** Directions for this task **
Copy every item below word for word, with no changes.

** Information supplied **
============================================================
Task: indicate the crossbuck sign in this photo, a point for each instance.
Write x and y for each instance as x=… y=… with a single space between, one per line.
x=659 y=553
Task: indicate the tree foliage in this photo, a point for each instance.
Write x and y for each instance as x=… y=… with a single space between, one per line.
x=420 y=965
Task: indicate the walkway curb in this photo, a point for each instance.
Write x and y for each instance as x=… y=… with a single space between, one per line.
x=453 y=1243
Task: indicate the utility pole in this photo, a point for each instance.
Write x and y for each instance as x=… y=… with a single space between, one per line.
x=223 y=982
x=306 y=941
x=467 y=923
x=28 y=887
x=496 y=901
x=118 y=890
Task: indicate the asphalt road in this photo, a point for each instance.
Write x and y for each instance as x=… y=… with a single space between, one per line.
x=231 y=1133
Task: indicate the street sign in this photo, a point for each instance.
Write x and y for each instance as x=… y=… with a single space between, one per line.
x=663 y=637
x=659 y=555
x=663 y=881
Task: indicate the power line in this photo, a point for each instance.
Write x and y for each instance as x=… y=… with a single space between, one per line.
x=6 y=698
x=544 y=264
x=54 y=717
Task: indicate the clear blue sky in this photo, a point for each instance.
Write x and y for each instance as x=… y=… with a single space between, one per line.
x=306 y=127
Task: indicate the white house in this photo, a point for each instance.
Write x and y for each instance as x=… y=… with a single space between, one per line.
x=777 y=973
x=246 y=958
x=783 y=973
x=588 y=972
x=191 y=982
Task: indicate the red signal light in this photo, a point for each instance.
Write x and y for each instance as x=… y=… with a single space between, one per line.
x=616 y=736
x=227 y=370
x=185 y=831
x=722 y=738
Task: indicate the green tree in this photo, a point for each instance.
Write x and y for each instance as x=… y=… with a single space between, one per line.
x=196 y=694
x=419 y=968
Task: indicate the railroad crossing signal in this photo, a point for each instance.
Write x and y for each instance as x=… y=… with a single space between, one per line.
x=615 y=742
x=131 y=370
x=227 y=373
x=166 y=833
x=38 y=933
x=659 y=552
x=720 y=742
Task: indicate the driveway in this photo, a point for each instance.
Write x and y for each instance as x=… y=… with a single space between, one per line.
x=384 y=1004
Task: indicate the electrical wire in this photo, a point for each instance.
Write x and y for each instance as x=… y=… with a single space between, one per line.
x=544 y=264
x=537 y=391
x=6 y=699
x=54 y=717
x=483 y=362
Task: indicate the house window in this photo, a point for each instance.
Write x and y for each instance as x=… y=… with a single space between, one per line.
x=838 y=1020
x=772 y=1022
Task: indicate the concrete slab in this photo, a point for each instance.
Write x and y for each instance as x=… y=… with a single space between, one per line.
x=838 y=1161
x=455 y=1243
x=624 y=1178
============================================================
** Right answer **
Task: indicate the crossbuck sign in this photo, a point for each instance.
Write x and y for each instance as x=… y=… with a single space between, one per line.
x=659 y=553
Task: indicate the tree foliage in this photo, a point for each instance.
Write x and y for each instance as x=… y=… with a single space between, one per line.
x=420 y=965
Task: indicate the walkway curb in this photo, a point for each instance.
Write x and y for each instance as x=… y=… with a single space between, one per line.
x=453 y=1243
Task: indicate the utility pole in this photo, a point for each instance.
Write x and y for each instance as x=… y=… with a single space between, one per line.
x=223 y=982
x=306 y=941
x=467 y=923
x=28 y=887
x=496 y=901
x=118 y=890
Task: indicate the asphalt road in this photo, a point for each instance.
Write x and y for each instance as x=… y=… with a single space between, one per line.
x=231 y=1133
Task: indicate the street sign in this photo, a point for each instance.
Write x and y for each instance as x=… y=… with a single space between, one per line.
x=663 y=637
x=659 y=555
x=663 y=881
Task: indicate the power line in this photo, a point for each instance.
Write x and y for each instance as x=… y=… with a single space between, one per line.
x=6 y=698
x=544 y=264
x=54 y=717
Task: indicate the clear blue sky in this photo, a point for each instance.
Write x and y for each instance as x=… y=… with a single space between, one per line.
x=306 y=127
Task: indicate the white house in this photo, a point for each instance.
Write x and y for each instance as x=… y=… with a single space between, one per line.
x=777 y=973
x=246 y=958
x=783 y=973
x=588 y=972
x=191 y=982
Task: indicate the red signal light in this photo, a point for each instance.
Write x and y for each instance as x=… y=… with a single space between, one per line.
x=616 y=736
x=227 y=370
x=185 y=831
x=722 y=738
Task: indicate the green tree in this photo, a point for each instance.
Write x and y for each instance as x=… y=… with a single space between, one per line.
x=196 y=694
x=419 y=968
Task: indicate the railroad crossing signal in this photo, a point for each instance.
Write x and y for each instance as x=… y=… with a single space between, one per line.
x=615 y=742
x=131 y=370
x=227 y=373
x=166 y=833
x=38 y=933
x=659 y=552
x=720 y=742
Task: indicate the driveway in this photo, a point for each instance.
Write x and y for each instance as x=… y=… with a single space between, one per line.
x=384 y=1004
Task: indicate the electrical wire in this photo, a point for each instance.
Write x and y for each instance as x=… y=… with a single space between, one per line.
x=544 y=264
x=537 y=391
x=6 y=699
x=54 y=717
x=483 y=362
Task: indicate the house window in this photo, a point for each instance.
Write x and y for each instance as x=… y=… with a single space between, one per line.
x=838 y=1020
x=772 y=1022
Task: indicate the concrete slab in this photo, a point for each instance.
Write x and y for each instance as x=… y=… with a single space between, one per line.
x=838 y=1161
x=455 y=1243
x=624 y=1178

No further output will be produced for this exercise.